→ READING TEXT
****

A leader in the greater Morgantown chapter of the Sunrise Movement, a youth movement against climate change, Kone, 24, said even backers of former President Donald Trump would agree with many of the package’s key initiatives. Trump carried the state with more than two-thirds of the vote in the past two presidential elections.
“A lot of the programs in the [budget] bill are gonna get paid for by increasing the taxes on the rich and increasing the corporate tax rate,” Kone said. “ If you talk to regular working-class West Virginians about lowering the Medicare age to 60, paid family and medical leave, making hearing aids more accessible, I don’t think you’ll get a damn Trump supporter living under the poverty line in this state who opposes those sorts of things.”
Democratic budget proposals include Medicare expansion, paid family and medical leave, avoiding tax hikes for those making less than $400,000 a year and raising the top corporate tax rate from 21% to 26.5%.

****

→ DATA RECORDS

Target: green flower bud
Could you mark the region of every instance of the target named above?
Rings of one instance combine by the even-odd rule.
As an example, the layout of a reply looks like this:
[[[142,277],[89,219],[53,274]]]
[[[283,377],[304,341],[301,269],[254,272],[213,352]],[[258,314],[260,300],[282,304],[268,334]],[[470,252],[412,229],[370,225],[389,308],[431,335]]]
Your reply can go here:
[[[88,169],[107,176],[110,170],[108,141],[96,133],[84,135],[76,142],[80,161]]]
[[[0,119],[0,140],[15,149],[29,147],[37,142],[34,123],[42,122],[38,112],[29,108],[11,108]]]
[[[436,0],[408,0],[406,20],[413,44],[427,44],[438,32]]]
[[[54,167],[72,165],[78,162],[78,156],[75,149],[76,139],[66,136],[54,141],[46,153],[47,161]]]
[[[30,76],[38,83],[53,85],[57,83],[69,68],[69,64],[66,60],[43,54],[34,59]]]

****

→ WORK REQUEST
In the text about the budget package, what change to the top corporate tax rate do the Democratic proposals include?

→ ANSWER TO THIS EXERCISE
They would raise it from 21% to 26.5%.